TASK TO COMPLETE :: Render every entry exactly as it appears.

§

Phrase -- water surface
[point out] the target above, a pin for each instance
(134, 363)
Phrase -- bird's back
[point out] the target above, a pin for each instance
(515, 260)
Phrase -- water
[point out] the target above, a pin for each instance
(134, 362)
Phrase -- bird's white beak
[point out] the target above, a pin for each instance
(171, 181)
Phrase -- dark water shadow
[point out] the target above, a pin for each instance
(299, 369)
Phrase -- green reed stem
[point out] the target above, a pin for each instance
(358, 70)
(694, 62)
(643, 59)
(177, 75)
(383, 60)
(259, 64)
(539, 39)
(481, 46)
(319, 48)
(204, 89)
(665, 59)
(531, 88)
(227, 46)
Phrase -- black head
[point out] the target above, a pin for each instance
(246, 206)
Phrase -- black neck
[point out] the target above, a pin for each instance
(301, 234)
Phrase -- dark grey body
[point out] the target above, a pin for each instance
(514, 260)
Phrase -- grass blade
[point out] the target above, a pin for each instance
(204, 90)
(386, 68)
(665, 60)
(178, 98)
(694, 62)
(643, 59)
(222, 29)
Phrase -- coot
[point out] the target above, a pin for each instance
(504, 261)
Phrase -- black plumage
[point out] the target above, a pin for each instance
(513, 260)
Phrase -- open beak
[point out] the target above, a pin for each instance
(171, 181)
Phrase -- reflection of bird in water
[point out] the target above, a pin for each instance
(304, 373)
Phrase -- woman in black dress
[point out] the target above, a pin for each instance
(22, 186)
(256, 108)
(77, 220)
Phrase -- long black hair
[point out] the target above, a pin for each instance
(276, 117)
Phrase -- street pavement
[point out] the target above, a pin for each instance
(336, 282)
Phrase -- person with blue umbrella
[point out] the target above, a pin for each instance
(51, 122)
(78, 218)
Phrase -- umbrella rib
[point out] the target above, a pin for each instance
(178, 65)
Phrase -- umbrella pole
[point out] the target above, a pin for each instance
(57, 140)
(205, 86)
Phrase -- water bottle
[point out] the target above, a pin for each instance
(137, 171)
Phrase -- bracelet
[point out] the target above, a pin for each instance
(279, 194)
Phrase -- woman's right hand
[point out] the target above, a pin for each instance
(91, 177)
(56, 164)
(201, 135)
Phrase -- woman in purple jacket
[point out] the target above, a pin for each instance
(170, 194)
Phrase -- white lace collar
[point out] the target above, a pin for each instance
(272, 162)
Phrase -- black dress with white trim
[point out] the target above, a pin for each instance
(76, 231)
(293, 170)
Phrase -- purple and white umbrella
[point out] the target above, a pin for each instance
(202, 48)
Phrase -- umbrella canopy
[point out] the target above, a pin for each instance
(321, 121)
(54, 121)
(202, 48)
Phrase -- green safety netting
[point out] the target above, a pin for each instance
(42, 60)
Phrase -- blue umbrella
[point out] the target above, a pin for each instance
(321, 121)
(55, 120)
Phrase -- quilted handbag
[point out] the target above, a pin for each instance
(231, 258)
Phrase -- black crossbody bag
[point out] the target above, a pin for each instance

§

PROBLEM SOLUTION ::
Phrase -- water surface
[point out] the target above, a pin for each instance
(134, 363)
Phrase -- bird's back
[point out] the target above, a pin for each instance
(515, 260)
Phrase -- water
[point out] the target above, a pin for each instance
(134, 362)
Phrase -- bird's white beak
[point out] the target above, a pin for each instance
(171, 181)
Phrase -- dark water shadow
[point out] the target above, a pin for each instance
(299, 369)
Phrase -- green reed stem
[point out] the target above, a pin for each instance
(358, 70)
(694, 62)
(643, 59)
(177, 75)
(383, 60)
(259, 64)
(539, 39)
(481, 46)
(319, 48)
(204, 89)
(665, 59)
(531, 88)
(227, 46)
Phrase -- black head
[point out] the target above, a pin for each instance
(246, 206)
Phrase -- black neck
[point out] the target above, a pin for each instance
(301, 234)
Phrase -- dark grey body
[point out] the target above, a pin for each instance
(514, 260)
Phrase -- grass blade
[point out] the target above, a pin for each instance
(204, 90)
(386, 68)
(665, 60)
(178, 98)
(694, 62)
(643, 59)
(222, 29)
Phrase -- coot
[point out] the target above, a pin for each instance
(504, 261)
Phrase -- black plumage
[point out] the target above, a pin for each instance
(513, 260)
Phrase -- open beak
[point out] the target above, a pin for each instance
(171, 181)
Phrase -- reflection of bird in water
[point out] the target above, a pin for each instance
(304, 373)
Phrase -- woman in black dress
[point out] the target above, a pin for each instance
(22, 186)
(256, 108)
(77, 220)
Phrase -- long black hair
[point out] the target above, a pin for each instance
(276, 117)
Phrase -- street pavement
[point out] the target above, a pin for each instance
(336, 282)
Phrase -- person with blue umbrella
[point out] the target above, a pin for each instance
(51, 122)
(78, 218)
Phrase -- umbrella rib
[point out] the target above, a pin for each instance
(178, 65)
Phrase -- umbrella pole
[point out] the target above, a pin for each instance
(57, 140)
(205, 86)
Phrase -- water bottle
[point out] the target above, a pin for each instance
(137, 171)
Phrase -- bracelet
[point out] the target above, a pin for each instance
(279, 194)
Phrase -- woman's right hand
[point out] the target above, a pin for each instance
(91, 177)
(56, 164)
(201, 135)
Phrase -- woman in purple jacket
[point out] the target above, a pin for each instance
(170, 194)
Phrase -- white lace collar
[point out] the target above, a pin for each instance
(272, 162)
Phrase -- black dress with white trim
[point out] the target above, a pin for each instance
(76, 231)
(293, 170)
Phrase -- purple and white umbrella
[point out] the target above, a pin for each instance
(202, 48)
Phrase -- umbrella canopy
[point out] the target above, a pin for each instance
(321, 121)
(54, 121)
(202, 48)
Phrase -- green safety netting
[point out] the target above, a pin for each instance
(42, 60)
Phrase -- blue umbrella
[point out] the target above, a pin for each instance
(321, 121)
(55, 120)
Phrase -- quilted handbag
[point out] the target above, a pin for each instance
(231, 258)
Phrase -- black crossbody bag
[point out] the target above, a pin for each instance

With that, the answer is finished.